What is being asked » Once you have checked each line below for the word "pocket", give the number of lines that have it and nothing further.

Stored records:
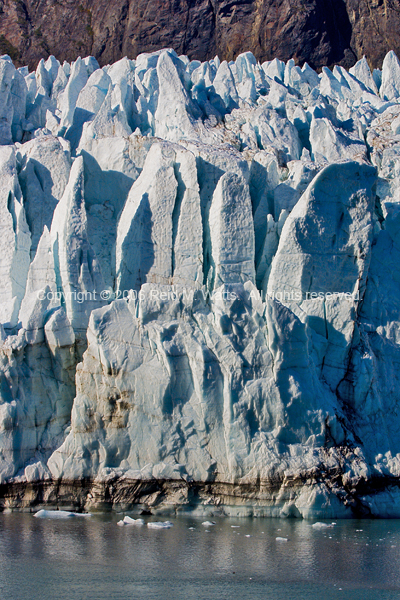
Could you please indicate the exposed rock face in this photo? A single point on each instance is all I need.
(199, 278)
(321, 32)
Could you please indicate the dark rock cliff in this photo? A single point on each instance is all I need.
(321, 32)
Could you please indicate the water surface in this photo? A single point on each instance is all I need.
(93, 558)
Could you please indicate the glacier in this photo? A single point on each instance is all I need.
(200, 287)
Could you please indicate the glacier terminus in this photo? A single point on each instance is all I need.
(200, 287)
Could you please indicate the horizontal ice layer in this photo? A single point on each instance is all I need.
(200, 282)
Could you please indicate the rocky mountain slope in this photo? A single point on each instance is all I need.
(199, 286)
(321, 32)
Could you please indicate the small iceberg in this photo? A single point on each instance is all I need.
(130, 521)
(160, 525)
(322, 526)
(58, 514)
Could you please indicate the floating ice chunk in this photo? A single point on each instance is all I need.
(58, 514)
(160, 525)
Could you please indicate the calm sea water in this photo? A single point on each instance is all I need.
(93, 558)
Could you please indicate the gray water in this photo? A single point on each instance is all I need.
(93, 558)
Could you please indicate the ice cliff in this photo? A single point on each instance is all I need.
(200, 286)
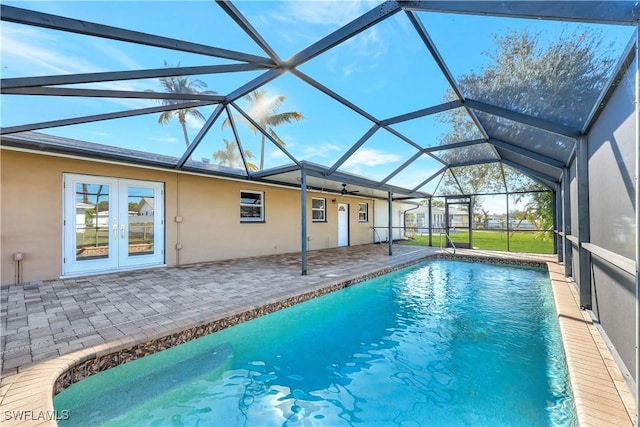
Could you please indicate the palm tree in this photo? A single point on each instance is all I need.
(230, 157)
(181, 84)
(265, 111)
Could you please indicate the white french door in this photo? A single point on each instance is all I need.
(343, 224)
(111, 224)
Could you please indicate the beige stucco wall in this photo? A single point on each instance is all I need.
(32, 214)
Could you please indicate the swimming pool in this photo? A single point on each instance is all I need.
(440, 343)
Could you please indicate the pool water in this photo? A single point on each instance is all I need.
(441, 343)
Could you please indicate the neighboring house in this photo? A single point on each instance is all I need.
(83, 217)
(145, 207)
(418, 218)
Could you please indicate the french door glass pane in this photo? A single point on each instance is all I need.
(141, 221)
(92, 221)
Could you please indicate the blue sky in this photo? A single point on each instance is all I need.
(385, 70)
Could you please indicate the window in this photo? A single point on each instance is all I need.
(318, 209)
(363, 212)
(251, 206)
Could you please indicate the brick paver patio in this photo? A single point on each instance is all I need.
(47, 328)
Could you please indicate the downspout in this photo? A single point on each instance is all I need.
(303, 215)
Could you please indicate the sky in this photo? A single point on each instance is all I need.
(386, 70)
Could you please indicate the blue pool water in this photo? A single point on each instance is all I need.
(442, 343)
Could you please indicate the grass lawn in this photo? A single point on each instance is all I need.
(521, 241)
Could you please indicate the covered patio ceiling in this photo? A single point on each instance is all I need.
(374, 95)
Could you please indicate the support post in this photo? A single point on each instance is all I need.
(508, 225)
(566, 219)
(584, 256)
(637, 194)
(557, 223)
(390, 201)
(303, 215)
(430, 223)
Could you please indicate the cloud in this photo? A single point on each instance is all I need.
(370, 158)
(171, 139)
(325, 13)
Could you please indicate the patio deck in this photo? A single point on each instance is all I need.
(50, 328)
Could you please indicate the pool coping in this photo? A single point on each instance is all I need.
(600, 391)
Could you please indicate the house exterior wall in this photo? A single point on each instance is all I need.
(31, 204)
(612, 144)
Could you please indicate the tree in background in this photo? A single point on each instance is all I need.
(554, 80)
(231, 157)
(265, 111)
(181, 84)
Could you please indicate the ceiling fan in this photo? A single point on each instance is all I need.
(345, 191)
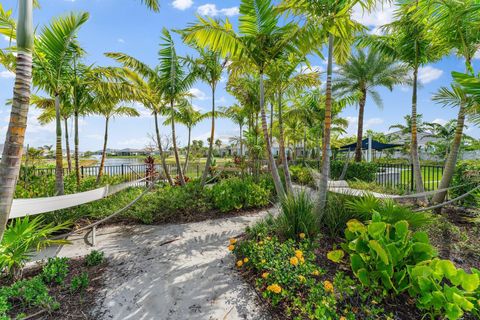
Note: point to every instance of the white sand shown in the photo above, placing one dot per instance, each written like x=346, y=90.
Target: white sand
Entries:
x=190, y=278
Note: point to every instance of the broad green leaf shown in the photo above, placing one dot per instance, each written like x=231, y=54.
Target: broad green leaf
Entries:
x=336, y=255
x=377, y=247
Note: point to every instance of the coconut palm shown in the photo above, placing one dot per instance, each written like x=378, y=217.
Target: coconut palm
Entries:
x=209, y=68
x=334, y=21
x=189, y=117
x=261, y=39
x=412, y=40
x=55, y=50
x=364, y=72
x=176, y=84
x=458, y=23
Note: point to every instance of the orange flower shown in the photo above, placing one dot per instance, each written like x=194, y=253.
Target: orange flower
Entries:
x=294, y=261
x=298, y=254
x=275, y=288
x=328, y=286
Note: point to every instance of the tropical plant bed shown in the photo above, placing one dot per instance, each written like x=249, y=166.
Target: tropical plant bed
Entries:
x=60, y=289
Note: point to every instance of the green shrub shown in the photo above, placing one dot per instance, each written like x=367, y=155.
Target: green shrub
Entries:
x=22, y=237
x=56, y=270
x=380, y=252
x=94, y=258
x=443, y=290
x=365, y=171
x=79, y=283
x=297, y=216
x=237, y=193
x=466, y=172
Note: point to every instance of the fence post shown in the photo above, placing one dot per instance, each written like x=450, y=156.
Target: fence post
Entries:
x=412, y=178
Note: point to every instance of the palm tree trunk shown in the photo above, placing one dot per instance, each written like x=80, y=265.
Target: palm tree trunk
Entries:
x=67, y=145
x=325, y=172
x=210, y=146
x=273, y=166
x=59, y=187
x=160, y=151
x=13, y=147
x=185, y=167
x=181, y=179
x=283, y=154
x=76, y=151
x=414, y=144
x=104, y=151
x=361, y=113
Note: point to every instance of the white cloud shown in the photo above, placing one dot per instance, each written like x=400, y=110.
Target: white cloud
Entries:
x=199, y=94
x=182, y=4
x=428, y=74
x=379, y=16
x=210, y=9
x=7, y=74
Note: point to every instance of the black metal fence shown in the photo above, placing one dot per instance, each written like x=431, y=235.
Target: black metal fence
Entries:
x=400, y=176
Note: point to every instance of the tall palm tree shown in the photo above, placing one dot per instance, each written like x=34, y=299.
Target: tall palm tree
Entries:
x=209, y=68
x=55, y=51
x=189, y=117
x=458, y=23
x=412, y=40
x=175, y=83
x=334, y=21
x=364, y=72
x=13, y=147
x=261, y=39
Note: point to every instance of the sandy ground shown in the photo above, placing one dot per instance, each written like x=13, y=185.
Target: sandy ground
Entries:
x=189, y=278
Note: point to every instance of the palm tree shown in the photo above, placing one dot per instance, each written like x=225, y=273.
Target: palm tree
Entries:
x=412, y=40
x=209, y=68
x=13, y=147
x=260, y=40
x=333, y=19
x=189, y=117
x=458, y=23
x=175, y=84
x=364, y=72
x=55, y=51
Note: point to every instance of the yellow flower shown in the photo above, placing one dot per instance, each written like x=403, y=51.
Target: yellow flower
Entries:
x=275, y=288
x=294, y=261
x=328, y=286
x=298, y=254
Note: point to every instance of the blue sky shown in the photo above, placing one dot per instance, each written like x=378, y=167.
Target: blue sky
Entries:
x=126, y=26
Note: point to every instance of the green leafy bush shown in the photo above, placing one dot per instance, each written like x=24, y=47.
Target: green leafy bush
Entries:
x=297, y=216
x=236, y=194
x=364, y=171
x=444, y=290
x=79, y=283
x=56, y=270
x=466, y=172
x=94, y=258
x=22, y=237
x=380, y=252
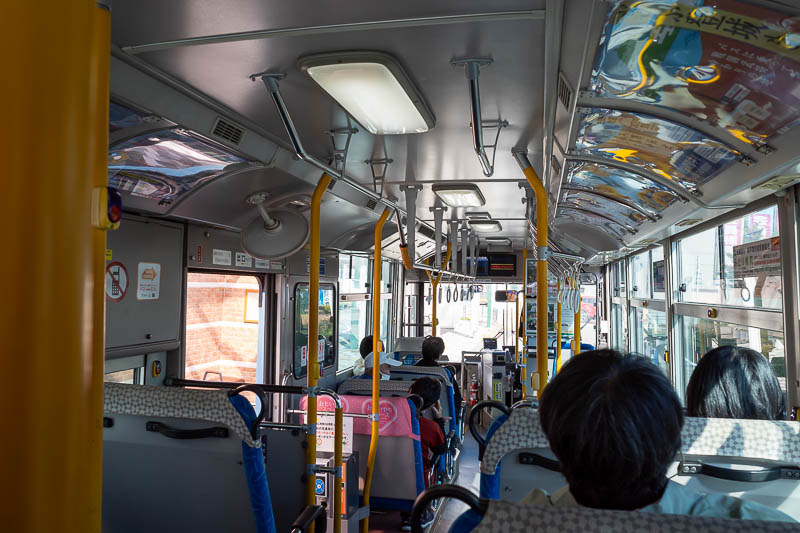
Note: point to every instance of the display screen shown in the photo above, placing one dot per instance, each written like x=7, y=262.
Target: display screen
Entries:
x=724, y=62
x=676, y=153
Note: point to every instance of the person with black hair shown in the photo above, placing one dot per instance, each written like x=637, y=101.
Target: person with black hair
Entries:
x=734, y=382
x=614, y=423
x=432, y=350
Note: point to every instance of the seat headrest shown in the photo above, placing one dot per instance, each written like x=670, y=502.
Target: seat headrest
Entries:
x=508, y=517
x=176, y=402
x=722, y=437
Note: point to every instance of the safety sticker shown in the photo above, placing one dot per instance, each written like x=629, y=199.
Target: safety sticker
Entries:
x=116, y=281
x=149, y=281
x=243, y=259
x=221, y=257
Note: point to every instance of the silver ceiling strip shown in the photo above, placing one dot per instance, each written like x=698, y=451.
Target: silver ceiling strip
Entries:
x=303, y=31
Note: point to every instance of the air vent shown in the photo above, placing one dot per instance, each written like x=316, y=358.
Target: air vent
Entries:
x=226, y=130
x=564, y=91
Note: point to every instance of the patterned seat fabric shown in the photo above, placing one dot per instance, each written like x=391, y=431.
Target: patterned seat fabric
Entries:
x=747, y=439
x=175, y=402
x=507, y=517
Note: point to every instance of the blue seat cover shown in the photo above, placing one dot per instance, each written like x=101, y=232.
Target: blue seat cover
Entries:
x=255, y=472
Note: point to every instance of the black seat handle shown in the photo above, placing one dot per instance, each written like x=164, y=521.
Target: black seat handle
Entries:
x=312, y=514
x=694, y=468
x=473, y=421
x=262, y=396
x=444, y=491
x=218, y=432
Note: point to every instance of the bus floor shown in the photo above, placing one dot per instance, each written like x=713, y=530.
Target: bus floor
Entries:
x=468, y=476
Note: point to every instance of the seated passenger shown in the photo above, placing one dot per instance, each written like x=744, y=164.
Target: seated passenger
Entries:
x=732, y=382
x=614, y=423
x=424, y=392
x=432, y=350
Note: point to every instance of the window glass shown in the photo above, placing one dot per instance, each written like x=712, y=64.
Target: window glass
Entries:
x=326, y=334
x=699, y=335
x=698, y=277
x=640, y=275
x=618, y=327
x=659, y=273
x=649, y=335
x=353, y=274
x=222, y=325
x=752, y=273
x=352, y=328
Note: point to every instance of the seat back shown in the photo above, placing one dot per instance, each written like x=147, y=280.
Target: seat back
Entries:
x=507, y=517
x=398, y=475
x=507, y=470
x=152, y=480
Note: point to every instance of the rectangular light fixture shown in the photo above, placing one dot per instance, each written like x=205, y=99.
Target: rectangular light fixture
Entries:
x=459, y=195
x=485, y=226
x=373, y=88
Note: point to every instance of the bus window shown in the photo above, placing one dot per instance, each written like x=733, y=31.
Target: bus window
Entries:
x=222, y=327
x=327, y=327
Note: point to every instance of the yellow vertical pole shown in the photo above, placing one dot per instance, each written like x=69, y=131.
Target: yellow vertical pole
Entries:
x=577, y=327
x=376, y=337
x=541, y=268
x=558, y=332
x=312, y=371
x=53, y=355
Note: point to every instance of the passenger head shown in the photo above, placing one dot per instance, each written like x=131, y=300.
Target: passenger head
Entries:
x=732, y=382
x=365, y=348
x=432, y=348
x=614, y=422
x=428, y=389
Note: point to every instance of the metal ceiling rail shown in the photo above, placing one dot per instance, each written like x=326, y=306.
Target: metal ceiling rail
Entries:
x=303, y=31
x=612, y=198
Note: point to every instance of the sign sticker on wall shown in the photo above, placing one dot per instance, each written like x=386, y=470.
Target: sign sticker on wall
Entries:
x=221, y=257
x=116, y=281
x=244, y=260
x=148, y=281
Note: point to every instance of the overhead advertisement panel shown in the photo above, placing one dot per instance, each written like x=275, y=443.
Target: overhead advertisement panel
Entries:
x=166, y=164
x=672, y=151
x=621, y=184
x=729, y=63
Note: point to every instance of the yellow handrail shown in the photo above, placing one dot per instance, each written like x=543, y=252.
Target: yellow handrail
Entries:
x=541, y=270
x=577, y=327
x=376, y=338
x=558, y=331
x=312, y=371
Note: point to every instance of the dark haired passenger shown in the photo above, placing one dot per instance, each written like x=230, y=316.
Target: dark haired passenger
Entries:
x=733, y=382
x=432, y=350
x=614, y=422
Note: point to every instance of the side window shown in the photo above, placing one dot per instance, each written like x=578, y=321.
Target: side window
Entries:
x=223, y=316
x=327, y=327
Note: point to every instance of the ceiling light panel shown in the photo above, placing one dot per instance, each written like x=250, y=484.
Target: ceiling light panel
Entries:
x=373, y=88
x=462, y=195
x=485, y=226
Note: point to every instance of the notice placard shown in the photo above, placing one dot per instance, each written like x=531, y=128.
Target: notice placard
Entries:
x=757, y=258
x=326, y=431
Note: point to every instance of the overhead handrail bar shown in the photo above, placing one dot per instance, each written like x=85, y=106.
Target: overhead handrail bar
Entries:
x=542, y=254
x=337, y=457
x=312, y=372
x=472, y=68
x=376, y=338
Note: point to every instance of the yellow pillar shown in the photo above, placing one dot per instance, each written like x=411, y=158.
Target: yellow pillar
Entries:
x=55, y=56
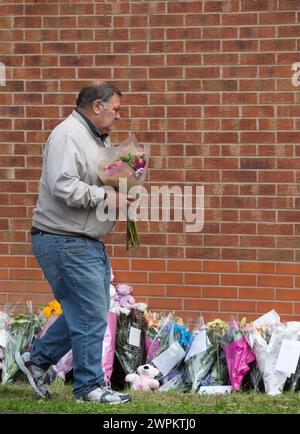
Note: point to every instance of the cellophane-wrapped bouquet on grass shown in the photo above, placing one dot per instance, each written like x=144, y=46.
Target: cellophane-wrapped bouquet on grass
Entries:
x=266, y=341
x=238, y=351
x=129, y=162
x=130, y=339
x=169, y=346
x=22, y=328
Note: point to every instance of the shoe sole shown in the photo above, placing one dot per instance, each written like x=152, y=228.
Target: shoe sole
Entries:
x=25, y=370
x=80, y=401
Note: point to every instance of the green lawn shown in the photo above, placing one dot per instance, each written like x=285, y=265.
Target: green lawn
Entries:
x=19, y=398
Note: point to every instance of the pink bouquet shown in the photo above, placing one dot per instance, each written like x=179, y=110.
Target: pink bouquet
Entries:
x=126, y=168
x=238, y=353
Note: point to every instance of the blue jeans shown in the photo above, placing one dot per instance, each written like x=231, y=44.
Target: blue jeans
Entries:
x=78, y=271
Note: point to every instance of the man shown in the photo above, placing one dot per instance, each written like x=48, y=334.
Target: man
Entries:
x=65, y=241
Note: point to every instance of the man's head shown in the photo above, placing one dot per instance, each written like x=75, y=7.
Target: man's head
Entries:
x=101, y=104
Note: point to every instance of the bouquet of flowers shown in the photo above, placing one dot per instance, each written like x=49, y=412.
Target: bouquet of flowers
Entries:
x=153, y=321
x=199, y=360
x=238, y=352
x=4, y=335
x=266, y=342
x=169, y=346
x=109, y=344
x=22, y=328
x=215, y=331
x=130, y=337
x=128, y=162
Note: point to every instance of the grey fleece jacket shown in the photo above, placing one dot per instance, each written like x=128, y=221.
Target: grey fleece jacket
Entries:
x=70, y=189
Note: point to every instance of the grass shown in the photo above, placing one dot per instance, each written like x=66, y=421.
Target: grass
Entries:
x=19, y=398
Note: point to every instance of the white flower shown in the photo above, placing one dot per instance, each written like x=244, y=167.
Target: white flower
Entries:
x=119, y=309
x=140, y=306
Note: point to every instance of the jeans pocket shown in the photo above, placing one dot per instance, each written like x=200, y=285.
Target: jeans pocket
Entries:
x=75, y=244
x=50, y=270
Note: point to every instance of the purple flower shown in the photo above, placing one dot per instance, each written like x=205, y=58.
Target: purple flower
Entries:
x=139, y=162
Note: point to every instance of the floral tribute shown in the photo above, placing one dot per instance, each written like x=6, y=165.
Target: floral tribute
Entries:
x=128, y=162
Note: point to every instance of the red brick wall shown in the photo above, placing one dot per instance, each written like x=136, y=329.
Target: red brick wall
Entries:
x=208, y=85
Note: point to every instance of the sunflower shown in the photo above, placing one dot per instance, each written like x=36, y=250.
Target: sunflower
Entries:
x=52, y=308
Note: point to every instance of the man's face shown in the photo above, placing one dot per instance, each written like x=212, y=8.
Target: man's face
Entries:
x=105, y=117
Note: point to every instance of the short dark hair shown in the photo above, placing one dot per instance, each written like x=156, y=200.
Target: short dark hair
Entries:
x=89, y=94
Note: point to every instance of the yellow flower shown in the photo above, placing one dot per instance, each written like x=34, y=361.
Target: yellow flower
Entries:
x=52, y=308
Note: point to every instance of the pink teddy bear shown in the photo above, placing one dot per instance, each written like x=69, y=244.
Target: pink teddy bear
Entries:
x=123, y=297
x=144, y=379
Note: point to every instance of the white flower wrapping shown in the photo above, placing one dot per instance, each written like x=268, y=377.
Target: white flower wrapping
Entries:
x=267, y=354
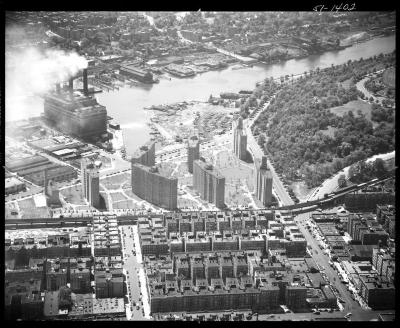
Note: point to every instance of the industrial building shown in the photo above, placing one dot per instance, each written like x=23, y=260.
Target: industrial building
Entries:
x=263, y=182
x=136, y=73
x=150, y=185
x=75, y=113
x=90, y=182
x=145, y=155
x=209, y=182
x=32, y=169
x=13, y=185
x=240, y=140
x=193, y=152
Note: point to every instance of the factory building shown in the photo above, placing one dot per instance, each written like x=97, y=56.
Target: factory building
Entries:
x=209, y=183
x=136, y=73
x=13, y=185
x=150, y=185
x=145, y=155
x=193, y=152
x=90, y=182
x=74, y=113
x=263, y=182
x=240, y=140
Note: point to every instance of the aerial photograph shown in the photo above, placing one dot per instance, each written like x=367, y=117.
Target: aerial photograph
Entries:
x=200, y=165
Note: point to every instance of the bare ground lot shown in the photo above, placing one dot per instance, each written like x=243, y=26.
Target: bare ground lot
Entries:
x=117, y=196
x=115, y=181
x=73, y=195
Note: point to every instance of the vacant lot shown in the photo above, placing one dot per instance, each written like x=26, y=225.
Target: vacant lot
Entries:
x=26, y=204
x=117, y=196
x=353, y=106
x=73, y=195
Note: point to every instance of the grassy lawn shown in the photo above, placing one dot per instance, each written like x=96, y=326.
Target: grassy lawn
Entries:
x=354, y=106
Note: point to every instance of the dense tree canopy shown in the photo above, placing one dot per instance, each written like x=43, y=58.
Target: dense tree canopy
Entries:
x=297, y=120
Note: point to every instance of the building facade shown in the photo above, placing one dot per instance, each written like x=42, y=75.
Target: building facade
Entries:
x=145, y=155
x=150, y=185
x=263, y=182
x=76, y=114
x=209, y=183
x=240, y=140
x=193, y=152
x=90, y=182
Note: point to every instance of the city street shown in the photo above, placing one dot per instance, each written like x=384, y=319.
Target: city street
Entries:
x=331, y=184
x=322, y=260
x=132, y=267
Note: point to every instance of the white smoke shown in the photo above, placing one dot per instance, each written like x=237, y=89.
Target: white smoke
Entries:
x=31, y=73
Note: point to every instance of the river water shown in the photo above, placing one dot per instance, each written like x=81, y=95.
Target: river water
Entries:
x=126, y=105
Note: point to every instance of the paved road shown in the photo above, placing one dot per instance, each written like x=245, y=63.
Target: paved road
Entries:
x=331, y=184
x=358, y=313
x=256, y=150
x=132, y=267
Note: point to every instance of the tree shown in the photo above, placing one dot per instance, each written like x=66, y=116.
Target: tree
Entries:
x=342, y=181
x=379, y=168
x=64, y=297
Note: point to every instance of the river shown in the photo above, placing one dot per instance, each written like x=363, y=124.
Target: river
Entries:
x=126, y=105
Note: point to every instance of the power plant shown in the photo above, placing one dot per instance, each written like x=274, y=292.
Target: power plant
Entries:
x=76, y=113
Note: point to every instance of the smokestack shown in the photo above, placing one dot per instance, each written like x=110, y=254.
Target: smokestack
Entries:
x=264, y=163
x=85, y=87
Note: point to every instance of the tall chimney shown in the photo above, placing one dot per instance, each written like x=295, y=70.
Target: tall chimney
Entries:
x=240, y=123
x=264, y=163
x=85, y=86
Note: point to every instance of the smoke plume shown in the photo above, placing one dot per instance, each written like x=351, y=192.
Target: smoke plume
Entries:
x=30, y=73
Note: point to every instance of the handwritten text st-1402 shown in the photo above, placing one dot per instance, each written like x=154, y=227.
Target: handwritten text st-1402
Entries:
x=336, y=8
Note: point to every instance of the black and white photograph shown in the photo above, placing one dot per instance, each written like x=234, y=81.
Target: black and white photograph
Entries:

Result of the task » 2